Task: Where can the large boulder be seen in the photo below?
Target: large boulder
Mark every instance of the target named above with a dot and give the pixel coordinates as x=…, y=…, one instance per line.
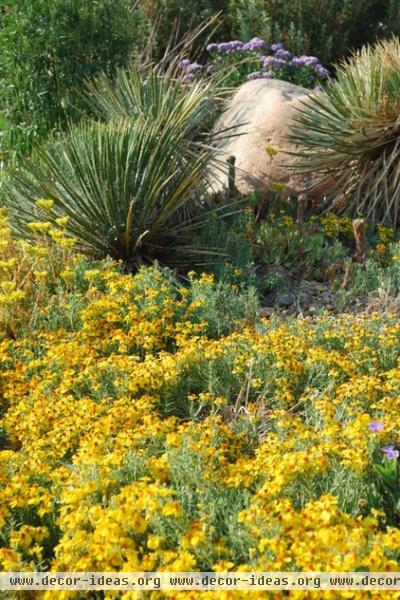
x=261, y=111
· · · · · · ·
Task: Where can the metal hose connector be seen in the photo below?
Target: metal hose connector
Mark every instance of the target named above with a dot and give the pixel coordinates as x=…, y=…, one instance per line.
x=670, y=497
· · · · · · ·
> What to produce
Rewrite the material beginning at the line containing "Task: Where can the metal" and stopping after the line containing "x=670, y=497", with -150 added to each coordinate in the answers.

> Exercise response
Task: Where can the metal hose connector be seen in the photo below?
Target: metal hose connector
Mark every instance of the target named above with a dot and give the pixel coordinates as x=…, y=…, one instance per line.
x=520, y=347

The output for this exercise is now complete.